╔══
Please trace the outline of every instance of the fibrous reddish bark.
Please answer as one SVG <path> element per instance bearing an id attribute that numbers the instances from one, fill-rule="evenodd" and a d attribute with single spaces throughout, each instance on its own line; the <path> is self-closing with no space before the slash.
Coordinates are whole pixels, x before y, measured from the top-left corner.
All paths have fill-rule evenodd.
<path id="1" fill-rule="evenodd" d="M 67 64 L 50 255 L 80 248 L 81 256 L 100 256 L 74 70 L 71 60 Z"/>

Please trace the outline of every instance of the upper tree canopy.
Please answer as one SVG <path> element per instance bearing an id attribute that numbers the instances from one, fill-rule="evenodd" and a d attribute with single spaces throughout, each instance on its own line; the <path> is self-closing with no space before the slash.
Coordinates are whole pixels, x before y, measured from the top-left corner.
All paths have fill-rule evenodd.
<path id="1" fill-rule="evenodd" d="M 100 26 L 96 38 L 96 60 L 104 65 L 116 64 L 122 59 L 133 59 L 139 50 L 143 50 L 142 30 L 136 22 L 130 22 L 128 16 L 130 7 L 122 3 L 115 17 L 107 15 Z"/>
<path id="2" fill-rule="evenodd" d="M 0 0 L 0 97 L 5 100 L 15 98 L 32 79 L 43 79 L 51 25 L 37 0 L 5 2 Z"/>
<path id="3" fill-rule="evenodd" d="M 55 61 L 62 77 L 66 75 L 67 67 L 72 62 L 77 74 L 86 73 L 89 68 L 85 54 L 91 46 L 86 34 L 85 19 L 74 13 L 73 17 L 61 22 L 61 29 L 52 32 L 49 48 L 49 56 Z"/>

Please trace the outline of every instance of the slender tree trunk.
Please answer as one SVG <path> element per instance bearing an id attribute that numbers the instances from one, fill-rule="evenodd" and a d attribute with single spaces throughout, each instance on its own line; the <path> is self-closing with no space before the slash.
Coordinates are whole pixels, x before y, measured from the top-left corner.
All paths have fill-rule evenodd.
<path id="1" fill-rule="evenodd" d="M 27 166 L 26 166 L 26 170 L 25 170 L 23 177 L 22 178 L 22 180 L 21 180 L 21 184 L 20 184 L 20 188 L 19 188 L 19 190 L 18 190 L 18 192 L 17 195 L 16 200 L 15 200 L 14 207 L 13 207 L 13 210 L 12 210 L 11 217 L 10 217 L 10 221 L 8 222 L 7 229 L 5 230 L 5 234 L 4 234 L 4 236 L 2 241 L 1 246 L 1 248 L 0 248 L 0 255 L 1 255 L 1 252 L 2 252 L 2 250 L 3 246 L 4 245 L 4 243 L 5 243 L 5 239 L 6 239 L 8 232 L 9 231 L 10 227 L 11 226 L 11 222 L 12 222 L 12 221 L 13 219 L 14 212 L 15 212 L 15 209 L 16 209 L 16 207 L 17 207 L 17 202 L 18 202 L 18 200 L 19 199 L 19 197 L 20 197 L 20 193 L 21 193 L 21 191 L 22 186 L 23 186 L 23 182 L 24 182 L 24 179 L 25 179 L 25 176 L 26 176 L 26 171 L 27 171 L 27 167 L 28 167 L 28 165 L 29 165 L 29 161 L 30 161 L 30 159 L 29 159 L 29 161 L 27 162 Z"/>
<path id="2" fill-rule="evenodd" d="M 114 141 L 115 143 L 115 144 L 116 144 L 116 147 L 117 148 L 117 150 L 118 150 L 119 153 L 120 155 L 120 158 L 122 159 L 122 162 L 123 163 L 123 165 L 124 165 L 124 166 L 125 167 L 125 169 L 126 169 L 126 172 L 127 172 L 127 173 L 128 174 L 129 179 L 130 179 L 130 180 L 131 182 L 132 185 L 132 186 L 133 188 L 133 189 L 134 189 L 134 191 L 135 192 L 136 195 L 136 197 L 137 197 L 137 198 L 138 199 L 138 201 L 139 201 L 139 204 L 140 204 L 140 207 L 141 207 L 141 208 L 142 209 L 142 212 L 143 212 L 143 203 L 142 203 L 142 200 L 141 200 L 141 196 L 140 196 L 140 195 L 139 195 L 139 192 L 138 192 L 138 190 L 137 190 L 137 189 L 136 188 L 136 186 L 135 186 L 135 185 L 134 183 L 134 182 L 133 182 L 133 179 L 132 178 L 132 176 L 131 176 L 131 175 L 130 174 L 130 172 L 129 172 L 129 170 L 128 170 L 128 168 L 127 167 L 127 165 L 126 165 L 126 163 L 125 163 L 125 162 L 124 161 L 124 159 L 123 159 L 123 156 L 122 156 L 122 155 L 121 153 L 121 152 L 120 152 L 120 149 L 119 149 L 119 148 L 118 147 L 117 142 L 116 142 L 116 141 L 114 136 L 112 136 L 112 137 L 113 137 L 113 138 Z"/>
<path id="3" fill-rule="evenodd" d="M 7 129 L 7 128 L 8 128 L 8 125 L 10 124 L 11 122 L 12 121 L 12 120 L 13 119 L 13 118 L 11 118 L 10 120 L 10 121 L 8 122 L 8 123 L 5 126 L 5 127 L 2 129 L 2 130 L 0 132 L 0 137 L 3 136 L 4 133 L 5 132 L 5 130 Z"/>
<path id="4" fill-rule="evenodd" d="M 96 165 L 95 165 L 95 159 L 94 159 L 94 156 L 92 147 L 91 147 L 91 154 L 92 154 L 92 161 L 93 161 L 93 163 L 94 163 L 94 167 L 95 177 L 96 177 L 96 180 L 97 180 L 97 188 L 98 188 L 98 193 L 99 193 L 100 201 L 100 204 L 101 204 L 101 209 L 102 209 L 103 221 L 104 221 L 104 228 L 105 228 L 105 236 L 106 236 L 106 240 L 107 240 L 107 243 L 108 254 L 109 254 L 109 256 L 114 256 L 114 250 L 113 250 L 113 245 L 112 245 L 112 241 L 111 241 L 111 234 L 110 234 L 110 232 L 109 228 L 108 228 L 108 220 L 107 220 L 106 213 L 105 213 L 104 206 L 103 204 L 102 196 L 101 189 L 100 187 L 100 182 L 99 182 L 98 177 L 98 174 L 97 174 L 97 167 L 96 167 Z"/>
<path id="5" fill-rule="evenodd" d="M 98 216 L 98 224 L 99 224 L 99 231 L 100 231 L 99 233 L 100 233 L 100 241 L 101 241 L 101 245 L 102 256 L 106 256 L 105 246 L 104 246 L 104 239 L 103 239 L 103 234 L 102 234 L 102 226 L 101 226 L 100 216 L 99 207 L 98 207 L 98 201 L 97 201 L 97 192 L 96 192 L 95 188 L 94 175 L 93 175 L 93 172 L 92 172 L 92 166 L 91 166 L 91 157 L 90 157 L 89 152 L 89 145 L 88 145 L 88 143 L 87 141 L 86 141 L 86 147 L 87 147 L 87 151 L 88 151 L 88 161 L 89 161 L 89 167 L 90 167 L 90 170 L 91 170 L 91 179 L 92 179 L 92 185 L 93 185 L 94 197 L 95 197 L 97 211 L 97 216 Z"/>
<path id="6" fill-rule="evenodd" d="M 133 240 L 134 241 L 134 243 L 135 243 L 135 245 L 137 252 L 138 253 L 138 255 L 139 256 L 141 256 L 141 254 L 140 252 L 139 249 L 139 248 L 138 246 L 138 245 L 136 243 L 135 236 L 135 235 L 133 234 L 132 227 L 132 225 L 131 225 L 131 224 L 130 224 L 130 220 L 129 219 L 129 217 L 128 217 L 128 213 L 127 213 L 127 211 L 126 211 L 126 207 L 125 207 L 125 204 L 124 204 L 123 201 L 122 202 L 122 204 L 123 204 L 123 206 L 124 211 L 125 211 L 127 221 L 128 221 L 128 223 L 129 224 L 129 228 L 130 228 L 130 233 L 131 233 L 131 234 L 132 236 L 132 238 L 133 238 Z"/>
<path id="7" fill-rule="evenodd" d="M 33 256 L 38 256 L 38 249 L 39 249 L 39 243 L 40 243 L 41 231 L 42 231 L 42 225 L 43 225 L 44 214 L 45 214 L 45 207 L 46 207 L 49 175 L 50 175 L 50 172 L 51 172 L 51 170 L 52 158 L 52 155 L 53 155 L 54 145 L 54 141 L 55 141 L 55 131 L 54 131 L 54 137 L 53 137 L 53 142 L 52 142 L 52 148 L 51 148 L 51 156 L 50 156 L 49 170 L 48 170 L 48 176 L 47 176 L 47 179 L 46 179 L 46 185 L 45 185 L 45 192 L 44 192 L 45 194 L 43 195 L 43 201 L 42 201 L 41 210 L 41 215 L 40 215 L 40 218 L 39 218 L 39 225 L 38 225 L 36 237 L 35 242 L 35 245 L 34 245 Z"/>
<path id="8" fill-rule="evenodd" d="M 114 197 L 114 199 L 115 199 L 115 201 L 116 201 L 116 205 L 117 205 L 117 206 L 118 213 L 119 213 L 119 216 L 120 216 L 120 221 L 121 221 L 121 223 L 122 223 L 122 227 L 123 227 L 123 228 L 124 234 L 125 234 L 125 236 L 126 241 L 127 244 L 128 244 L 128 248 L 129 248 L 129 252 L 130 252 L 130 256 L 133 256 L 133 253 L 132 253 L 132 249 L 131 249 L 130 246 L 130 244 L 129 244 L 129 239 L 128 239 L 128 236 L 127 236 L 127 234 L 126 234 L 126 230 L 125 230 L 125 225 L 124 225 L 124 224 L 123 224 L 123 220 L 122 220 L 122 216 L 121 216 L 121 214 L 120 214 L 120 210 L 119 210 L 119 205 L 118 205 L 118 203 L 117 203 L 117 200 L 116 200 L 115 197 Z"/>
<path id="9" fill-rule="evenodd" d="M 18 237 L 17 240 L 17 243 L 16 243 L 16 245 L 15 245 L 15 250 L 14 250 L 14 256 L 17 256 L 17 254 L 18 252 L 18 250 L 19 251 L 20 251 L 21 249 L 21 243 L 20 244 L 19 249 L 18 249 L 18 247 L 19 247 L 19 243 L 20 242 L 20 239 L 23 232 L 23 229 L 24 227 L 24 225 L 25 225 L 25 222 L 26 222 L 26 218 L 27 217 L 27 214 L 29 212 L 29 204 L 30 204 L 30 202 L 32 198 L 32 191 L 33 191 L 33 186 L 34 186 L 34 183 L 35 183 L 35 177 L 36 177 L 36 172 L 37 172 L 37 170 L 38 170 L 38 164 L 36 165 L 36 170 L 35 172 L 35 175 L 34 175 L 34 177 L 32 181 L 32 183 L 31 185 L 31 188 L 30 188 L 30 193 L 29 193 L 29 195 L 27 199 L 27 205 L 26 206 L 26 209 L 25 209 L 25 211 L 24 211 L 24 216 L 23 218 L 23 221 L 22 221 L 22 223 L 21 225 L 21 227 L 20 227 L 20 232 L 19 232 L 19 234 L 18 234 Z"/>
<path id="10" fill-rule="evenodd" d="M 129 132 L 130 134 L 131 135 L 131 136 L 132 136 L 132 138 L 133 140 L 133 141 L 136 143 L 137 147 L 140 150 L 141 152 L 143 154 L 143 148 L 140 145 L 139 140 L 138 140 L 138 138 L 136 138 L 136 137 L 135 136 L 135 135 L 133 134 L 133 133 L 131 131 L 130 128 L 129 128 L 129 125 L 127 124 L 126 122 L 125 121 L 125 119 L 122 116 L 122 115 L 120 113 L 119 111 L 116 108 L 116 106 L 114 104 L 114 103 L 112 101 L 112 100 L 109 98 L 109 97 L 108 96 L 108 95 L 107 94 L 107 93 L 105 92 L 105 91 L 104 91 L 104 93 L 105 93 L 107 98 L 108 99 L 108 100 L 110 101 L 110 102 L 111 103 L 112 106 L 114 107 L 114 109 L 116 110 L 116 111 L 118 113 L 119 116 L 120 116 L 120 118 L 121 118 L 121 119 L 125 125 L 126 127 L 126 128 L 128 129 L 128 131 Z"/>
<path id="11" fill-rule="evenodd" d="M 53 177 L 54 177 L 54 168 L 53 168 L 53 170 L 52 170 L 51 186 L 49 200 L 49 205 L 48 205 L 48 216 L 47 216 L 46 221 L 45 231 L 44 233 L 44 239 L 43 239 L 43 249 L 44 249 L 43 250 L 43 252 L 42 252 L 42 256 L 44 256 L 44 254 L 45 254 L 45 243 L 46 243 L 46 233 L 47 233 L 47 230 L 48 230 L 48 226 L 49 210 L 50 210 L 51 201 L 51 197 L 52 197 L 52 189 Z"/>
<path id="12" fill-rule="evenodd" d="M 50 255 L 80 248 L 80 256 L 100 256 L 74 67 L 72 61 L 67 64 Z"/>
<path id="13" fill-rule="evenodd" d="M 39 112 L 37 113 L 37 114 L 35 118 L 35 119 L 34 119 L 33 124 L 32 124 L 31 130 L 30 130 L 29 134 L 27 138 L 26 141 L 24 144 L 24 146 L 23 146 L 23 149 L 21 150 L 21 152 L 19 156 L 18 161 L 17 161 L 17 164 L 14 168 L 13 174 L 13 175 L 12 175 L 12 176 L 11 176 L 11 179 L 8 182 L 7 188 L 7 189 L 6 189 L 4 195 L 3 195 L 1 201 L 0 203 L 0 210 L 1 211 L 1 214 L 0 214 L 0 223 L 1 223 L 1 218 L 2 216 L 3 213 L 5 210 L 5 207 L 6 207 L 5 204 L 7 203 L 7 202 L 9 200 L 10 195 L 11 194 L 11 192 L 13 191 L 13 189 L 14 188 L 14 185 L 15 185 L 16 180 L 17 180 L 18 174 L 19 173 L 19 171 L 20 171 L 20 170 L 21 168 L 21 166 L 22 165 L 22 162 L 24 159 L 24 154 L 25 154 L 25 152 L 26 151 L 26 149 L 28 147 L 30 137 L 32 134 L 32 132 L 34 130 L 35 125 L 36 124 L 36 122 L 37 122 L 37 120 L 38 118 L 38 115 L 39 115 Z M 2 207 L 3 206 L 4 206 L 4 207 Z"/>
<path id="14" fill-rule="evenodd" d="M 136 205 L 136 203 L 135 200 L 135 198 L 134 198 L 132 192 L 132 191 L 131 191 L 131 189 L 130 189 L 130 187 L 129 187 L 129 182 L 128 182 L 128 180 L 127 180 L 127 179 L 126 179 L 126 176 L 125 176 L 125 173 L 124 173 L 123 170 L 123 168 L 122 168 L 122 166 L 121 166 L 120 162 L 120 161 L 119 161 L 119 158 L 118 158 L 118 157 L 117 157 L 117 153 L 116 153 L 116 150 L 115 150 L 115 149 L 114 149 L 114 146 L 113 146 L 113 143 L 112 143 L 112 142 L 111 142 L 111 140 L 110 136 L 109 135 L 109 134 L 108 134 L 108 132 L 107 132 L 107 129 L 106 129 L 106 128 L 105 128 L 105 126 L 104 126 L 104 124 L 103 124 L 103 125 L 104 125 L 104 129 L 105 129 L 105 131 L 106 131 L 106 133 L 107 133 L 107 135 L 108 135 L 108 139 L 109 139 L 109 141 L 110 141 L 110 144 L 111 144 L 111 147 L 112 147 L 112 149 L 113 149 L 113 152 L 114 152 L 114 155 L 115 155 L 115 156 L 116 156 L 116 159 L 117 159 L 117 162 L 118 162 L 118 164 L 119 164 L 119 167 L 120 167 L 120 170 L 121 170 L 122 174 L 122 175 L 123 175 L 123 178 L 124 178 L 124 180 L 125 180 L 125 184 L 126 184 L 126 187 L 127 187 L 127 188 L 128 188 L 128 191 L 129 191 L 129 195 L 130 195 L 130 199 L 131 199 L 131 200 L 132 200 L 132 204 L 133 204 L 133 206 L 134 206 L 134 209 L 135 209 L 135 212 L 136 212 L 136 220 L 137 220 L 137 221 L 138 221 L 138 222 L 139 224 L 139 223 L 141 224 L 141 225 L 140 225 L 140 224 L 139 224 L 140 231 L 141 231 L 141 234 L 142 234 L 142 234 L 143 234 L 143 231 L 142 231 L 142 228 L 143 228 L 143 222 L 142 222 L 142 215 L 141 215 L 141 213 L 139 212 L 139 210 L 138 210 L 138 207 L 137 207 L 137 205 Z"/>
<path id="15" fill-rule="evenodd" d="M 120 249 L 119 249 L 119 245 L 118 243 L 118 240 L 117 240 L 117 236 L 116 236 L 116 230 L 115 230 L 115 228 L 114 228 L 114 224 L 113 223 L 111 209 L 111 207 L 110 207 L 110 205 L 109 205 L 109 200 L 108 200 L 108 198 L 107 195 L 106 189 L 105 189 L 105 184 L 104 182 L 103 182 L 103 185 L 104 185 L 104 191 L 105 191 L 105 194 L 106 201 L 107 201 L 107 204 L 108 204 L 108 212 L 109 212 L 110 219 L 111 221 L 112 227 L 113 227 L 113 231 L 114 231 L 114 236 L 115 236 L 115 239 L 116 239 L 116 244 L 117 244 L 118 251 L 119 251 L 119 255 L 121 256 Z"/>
╚══
**AIM OF THE EXERCISE**.
Repeat the data exactly, from the line containing "Please trace the outline of every instance of the slender" through the line containing "27 166 L 26".

**RESPONSE**.
Please trace the outline of every instance of the slender tree trunk.
Please answer as one SVG <path> element per instance bearing an id attribute that numbers the instances from one, fill-rule="evenodd" and a d attribute with single spaces throughout, each instance on its own line; the <path> is self-closing with no space before the slash.
Coordinates are whole pixels, x before y, measured from the top-left corner.
All paths have fill-rule evenodd.
<path id="1" fill-rule="evenodd" d="M 27 166 L 26 166 L 26 170 L 25 170 L 23 177 L 22 178 L 22 180 L 21 180 L 21 184 L 20 184 L 20 188 L 19 188 L 19 190 L 18 190 L 18 192 L 17 195 L 16 200 L 15 200 L 14 207 L 13 207 L 13 210 L 12 210 L 11 217 L 10 217 L 10 221 L 8 222 L 7 229 L 5 230 L 5 234 L 4 234 L 4 236 L 2 241 L 1 246 L 1 248 L 0 248 L 0 255 L 1 255 L 1 252 L 2 252 L 2 250 L 3 246 L 4 245 L 4 243 L 5 243 L 5 239 L 6 239 L 8 232 L 9 231 L 10 227 L 11 226 L 11 222 L 12 222 L 12 221 L 13 219 L 14 212 L 15 212 L 15 209 L 16 209 L 16 207 L 17 207 L 17 202 L 18 202 L 18 200 L 19 199 L 19 197 L 20 197 L 20 193 L 21 193 L 21 191 L 22 186 L 23 186 L 23 182 L 24 182 L 24 179 L 25 179 L 25 176 L 26 176 L 26 171 L 27 171 L 27 167 L 28 167 L 28 165 L 29 165 L 29 161 L 30 161 L 30 159 L 29 159 L 29 161 L 27 162 Z"/>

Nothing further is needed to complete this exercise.